Data records:
━━━━━━━━━━
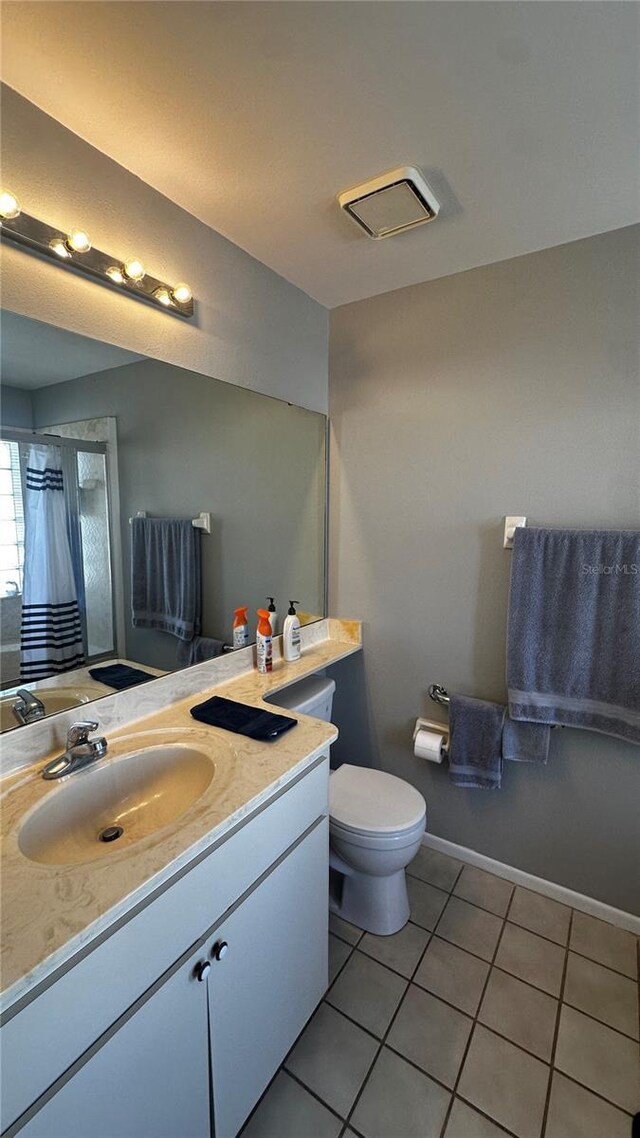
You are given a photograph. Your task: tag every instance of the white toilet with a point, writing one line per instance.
(376, 826)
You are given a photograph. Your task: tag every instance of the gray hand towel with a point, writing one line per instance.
(198, 650)
(573, 642)
(165, 576)
(475, 748)
(525, 742)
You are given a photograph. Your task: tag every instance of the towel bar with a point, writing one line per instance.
(203, 521)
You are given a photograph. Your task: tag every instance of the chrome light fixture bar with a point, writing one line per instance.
(73, 249)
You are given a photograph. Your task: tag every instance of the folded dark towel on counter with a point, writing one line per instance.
(243, 719)
(120, 676)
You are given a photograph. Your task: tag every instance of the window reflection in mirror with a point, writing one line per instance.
(120, 435)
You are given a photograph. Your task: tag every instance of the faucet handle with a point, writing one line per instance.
(79, 732)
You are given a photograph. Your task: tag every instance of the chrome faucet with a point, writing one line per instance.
(81, 750)
(27, 707)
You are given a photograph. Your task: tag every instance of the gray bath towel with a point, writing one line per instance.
(573, 643)
(475, 749)
(198, 650)
(525, 742)
(165, 576)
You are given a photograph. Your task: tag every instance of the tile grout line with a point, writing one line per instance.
(392, 1021)
(596, 1094)
(475, 1017)
(557, 1030)
(431, 933)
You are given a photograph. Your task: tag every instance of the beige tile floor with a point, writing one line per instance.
(494, 1012)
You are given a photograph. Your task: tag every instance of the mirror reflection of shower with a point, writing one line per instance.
(56, 584)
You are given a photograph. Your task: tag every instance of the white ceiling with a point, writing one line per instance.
(525, 117)
(35, 355)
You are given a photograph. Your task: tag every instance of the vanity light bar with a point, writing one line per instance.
(73, 249)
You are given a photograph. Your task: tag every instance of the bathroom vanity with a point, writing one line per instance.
(155, 990)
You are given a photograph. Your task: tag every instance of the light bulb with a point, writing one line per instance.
(58, 246)
(133, 269)
(182, 294)
(9, 205)
(78, 240)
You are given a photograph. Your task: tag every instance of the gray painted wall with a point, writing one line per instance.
(508, 389)
(187, 443)
(16, 407)
(251, 328)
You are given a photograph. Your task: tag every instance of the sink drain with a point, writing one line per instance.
(111, 833)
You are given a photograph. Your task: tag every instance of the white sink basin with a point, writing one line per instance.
(145, 783)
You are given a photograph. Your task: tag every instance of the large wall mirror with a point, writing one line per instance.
(93, 437)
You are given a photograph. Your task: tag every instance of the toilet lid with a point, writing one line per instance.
(374, 801)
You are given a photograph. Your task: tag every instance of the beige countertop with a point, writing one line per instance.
(50, 912)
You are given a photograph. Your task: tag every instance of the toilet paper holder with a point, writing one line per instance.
(440, 728)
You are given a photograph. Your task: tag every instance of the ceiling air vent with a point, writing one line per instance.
(391, 203)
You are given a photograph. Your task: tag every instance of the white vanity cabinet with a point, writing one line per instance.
(150, 1079)
(191, 1054)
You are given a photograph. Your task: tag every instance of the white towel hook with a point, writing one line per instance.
(511, 524)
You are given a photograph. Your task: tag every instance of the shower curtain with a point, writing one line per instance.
(51, 637)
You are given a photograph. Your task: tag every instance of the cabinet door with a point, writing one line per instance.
(271, 976)
(149, 1080)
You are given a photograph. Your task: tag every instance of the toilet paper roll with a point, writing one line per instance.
(428, 745)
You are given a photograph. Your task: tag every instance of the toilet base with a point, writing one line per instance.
(378, 905)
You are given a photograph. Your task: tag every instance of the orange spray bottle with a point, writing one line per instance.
(263, 644)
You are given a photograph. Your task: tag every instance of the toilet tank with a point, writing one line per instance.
(312, 695)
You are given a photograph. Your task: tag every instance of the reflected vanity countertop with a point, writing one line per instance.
(50, 912)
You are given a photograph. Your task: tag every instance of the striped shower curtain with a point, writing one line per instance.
(51, 631)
━━━━━━━━━━
What you should do: Nothing but the lines from the one holding "of the striped" through the last line of the data may be output, and each must match exactly.

Response:
You are given a photograph. Your task: tag every instance of the striped shower curtain with a point, writing one line per instance.
(51, 631)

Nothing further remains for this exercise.